After breaking off his relationship with Totherow, Hughes moved in with a woman in Hull, who was the getaway driver in his final robbery, in February 2008 when Hughes stole $10,390 from Regions Bank on Prince Avenue.
But Christine Verner was a methamphetamine addict and dealer, and when she was arrested for selling drugs to an undercover officer in Madison County, that was the beginning of the end for Hughes' life of crime.
"All the hot girls from around the neighborhood came sniffing around," Hughes said. "They knew Christy was in jail for meth. They also knew I had money, and (I) was very nice about helping them out when they asked. Within days I was entertaining half-a-dozen pretty young women. It reminded me of the old days."
Hughes didn't know that just before and right after the Athens bank robbery, witnesses finally caught a glimpse of him without a mask and were able to describe him well enough for a Georgia Bureau of Investigation forensic artist to draw a sketch.
The Banner-Herald published the sketch on Feb. 25, 2008, prompting a reader to call Athens-Clarke police to say the sketch looked like Hughes, officials said. But authorities still didn't know where to find him until an anonymous tipster called the Madison County Jail to say Verner was living with a bank robber.
Verner admitted to investigators that she was the getaway driver for Hughes in the Athens bank robbery, and heavily armed authorities from Madison and Athens-Clarke counties, the GBI and FBI went to Verner's home in Hull. They found Hughes at that Beverly Road trailer home and arrested him on March 5, 2008.
Hughes claimed he knew the jig was up after Verner was jailed on drug charges, and that he waited to be arrested.
"When Christy got busted for meth - which I am totally against - I knew it was a matter of time before she cracked under the pressure," he said. "But instead of running, I stayed put and waited for the self-righteous clowns. If I ran, they'd probably arrest Karen, stake out my entire family in Florida and kick my dog! So I waited."

[Collected data entries]
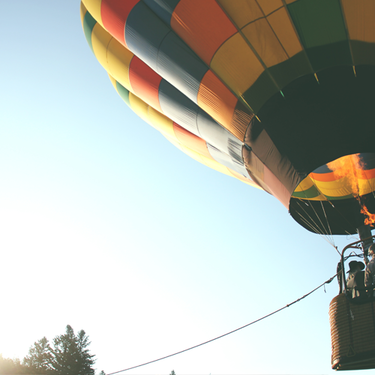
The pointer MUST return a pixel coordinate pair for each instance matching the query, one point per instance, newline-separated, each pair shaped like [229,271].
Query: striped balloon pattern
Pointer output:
[270,92]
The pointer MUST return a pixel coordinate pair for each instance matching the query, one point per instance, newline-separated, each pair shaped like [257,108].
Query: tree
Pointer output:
[70,355]
[11,366]
[39,359]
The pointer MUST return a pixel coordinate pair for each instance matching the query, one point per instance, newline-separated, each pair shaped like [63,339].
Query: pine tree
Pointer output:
[39,359]
[70,355]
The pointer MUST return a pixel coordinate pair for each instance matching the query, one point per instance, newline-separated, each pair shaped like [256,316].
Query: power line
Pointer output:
[228,333]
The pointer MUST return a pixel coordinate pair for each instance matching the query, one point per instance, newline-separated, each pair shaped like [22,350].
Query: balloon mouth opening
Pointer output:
[338,196]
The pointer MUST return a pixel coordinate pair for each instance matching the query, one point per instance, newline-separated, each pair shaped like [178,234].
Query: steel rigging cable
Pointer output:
[228,333]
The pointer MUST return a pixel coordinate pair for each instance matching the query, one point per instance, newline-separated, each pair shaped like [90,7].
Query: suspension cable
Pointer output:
[228,333]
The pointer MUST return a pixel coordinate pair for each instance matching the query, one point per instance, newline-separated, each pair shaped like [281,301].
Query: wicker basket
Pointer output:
[352,333]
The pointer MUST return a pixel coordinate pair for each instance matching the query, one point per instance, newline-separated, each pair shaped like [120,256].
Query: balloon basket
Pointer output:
[352,333]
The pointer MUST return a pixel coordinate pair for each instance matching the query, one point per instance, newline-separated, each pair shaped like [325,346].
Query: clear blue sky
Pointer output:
[106,226]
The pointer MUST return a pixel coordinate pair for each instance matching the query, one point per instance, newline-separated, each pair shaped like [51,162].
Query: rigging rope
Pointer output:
[228,333]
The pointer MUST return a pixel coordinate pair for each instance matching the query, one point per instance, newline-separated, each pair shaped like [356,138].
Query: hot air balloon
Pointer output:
[276,93]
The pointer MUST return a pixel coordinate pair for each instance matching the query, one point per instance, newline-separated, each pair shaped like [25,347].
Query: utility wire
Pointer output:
[228,333]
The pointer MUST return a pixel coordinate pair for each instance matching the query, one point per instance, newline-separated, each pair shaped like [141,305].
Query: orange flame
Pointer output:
[348,167]
[370,217]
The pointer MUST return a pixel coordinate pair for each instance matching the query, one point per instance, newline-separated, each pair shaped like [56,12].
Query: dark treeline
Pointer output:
[67,355]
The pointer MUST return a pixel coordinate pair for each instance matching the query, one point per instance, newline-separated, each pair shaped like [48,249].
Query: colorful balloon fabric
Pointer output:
[271,92]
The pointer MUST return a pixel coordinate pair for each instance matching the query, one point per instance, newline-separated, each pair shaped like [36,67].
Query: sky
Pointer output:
[106,226]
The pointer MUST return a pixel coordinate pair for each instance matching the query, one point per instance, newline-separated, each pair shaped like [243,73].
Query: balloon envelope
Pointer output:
[269,92]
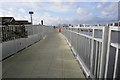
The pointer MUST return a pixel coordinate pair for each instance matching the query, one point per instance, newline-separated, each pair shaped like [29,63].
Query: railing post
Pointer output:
[104,51]
[92,47]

**WRITTEN INSTRUCTION A:** From the article about Hughes's arrest, set down the part from "Verner admitted to" up to and including "March 5, 2008.".
**WRITTEN INSTRUCTION B:**
Answer these questions using the article about Hughes's arrest:
(i) How much money did Hughes steal from Regions Bank on Prince Avenue?
(ii) On what date did the Banner-Herald publish the sketch?
(iii) On what date was Hughes arrested?

**CORRECT OUTPUT A:**
Verner admitted to investigators that she was the getaway driver for Hughes in the Athens bank robbery, and heavily armed authorities from Madison and Athens-Clarke counties, the GBI and FBI went to Verner's home in Hull. They found Hughes at that Beverly Road trailer home and arrested him on March 5, 2008.

**CORRECT OUTPUT B:**
(i) $10,390
(ii) Feb. 25, 2008
(iii) March 5, 2008